» GIVEN INSTRUCTION
Which lines in the entries below contain the string "young"? List each of those lines in full.

Position identification entries:
_ _ _

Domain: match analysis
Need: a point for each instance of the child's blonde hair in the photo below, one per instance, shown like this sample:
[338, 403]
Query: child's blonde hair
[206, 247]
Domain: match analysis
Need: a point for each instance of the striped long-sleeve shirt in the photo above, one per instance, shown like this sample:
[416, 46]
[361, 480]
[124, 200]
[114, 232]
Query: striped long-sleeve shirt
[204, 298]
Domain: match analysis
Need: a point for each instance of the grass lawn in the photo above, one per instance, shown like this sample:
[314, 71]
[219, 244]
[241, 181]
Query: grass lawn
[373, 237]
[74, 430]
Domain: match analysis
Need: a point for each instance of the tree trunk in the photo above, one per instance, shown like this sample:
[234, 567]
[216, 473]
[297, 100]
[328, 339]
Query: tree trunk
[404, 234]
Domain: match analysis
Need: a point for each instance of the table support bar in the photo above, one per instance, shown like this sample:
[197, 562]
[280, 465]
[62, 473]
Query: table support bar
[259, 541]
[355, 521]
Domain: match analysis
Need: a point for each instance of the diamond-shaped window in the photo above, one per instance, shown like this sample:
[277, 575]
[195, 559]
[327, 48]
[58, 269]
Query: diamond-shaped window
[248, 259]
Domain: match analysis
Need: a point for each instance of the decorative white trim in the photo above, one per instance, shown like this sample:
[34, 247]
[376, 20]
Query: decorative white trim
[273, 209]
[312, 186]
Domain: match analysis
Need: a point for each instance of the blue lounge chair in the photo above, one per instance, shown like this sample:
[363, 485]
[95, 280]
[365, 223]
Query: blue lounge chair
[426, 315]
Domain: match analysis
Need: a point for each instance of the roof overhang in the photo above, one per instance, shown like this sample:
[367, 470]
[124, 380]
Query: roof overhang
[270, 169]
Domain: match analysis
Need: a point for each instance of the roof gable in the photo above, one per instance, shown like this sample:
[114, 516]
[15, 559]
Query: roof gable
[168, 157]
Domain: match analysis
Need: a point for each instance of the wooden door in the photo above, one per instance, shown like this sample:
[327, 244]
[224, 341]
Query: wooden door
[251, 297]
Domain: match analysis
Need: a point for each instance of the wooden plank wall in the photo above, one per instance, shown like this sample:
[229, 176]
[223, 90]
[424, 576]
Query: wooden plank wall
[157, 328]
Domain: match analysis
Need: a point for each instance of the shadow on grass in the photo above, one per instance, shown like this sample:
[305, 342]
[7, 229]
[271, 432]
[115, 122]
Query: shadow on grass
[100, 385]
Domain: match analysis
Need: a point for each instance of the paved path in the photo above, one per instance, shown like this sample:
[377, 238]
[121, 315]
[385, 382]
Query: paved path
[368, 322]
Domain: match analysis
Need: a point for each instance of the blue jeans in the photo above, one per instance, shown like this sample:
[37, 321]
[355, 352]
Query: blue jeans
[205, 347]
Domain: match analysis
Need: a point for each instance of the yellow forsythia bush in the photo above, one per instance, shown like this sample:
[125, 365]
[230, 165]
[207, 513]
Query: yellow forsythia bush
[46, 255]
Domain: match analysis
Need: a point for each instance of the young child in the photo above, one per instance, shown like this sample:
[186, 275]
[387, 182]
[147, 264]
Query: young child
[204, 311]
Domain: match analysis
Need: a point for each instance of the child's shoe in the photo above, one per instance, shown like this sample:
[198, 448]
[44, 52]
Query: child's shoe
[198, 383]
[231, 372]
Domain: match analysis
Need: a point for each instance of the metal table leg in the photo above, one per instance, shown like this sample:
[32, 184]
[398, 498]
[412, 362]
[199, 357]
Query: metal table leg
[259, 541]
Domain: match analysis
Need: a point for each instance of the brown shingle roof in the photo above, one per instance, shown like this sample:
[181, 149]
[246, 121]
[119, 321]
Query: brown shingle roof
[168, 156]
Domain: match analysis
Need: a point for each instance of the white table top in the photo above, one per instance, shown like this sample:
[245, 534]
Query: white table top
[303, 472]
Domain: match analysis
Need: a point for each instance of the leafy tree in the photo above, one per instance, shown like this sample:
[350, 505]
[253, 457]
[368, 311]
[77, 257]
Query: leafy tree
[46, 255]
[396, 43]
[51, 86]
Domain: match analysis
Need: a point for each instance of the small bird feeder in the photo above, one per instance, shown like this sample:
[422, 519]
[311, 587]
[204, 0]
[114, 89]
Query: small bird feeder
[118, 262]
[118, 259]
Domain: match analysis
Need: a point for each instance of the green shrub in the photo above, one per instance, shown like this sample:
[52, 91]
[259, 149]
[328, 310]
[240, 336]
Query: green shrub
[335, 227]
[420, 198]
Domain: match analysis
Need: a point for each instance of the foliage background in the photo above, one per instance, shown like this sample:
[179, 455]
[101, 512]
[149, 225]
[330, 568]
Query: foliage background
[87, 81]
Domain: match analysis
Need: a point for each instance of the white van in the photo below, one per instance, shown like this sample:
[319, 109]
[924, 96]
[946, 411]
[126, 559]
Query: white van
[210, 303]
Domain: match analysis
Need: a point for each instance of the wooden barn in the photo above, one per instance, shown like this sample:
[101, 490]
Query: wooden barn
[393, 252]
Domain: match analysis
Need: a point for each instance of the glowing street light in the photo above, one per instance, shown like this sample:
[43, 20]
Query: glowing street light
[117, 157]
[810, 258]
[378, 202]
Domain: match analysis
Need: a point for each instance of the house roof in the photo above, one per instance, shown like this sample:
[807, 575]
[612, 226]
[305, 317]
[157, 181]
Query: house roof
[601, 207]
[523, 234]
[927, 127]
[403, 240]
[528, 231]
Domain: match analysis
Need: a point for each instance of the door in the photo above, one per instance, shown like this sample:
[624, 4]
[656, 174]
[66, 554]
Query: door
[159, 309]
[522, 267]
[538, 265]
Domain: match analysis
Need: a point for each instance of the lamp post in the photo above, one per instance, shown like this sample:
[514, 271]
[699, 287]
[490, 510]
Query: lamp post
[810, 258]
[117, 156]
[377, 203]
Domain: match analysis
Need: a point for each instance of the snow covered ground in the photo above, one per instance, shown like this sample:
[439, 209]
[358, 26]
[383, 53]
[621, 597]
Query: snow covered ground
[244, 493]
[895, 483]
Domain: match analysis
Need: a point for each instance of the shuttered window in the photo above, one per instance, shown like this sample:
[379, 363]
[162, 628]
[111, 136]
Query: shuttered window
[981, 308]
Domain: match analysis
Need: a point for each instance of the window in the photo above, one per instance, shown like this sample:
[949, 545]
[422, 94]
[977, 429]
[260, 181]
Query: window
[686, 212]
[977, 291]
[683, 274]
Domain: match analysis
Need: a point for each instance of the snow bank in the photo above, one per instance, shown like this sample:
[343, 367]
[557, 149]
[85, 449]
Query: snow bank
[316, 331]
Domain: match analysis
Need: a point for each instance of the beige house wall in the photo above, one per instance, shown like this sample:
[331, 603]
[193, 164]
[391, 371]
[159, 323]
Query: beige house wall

_ _ _

» SOLUTION TO THIS TASK
Need: a point for each instance of the young child in the photo above, one per instance, shown like this sample:
Query: young child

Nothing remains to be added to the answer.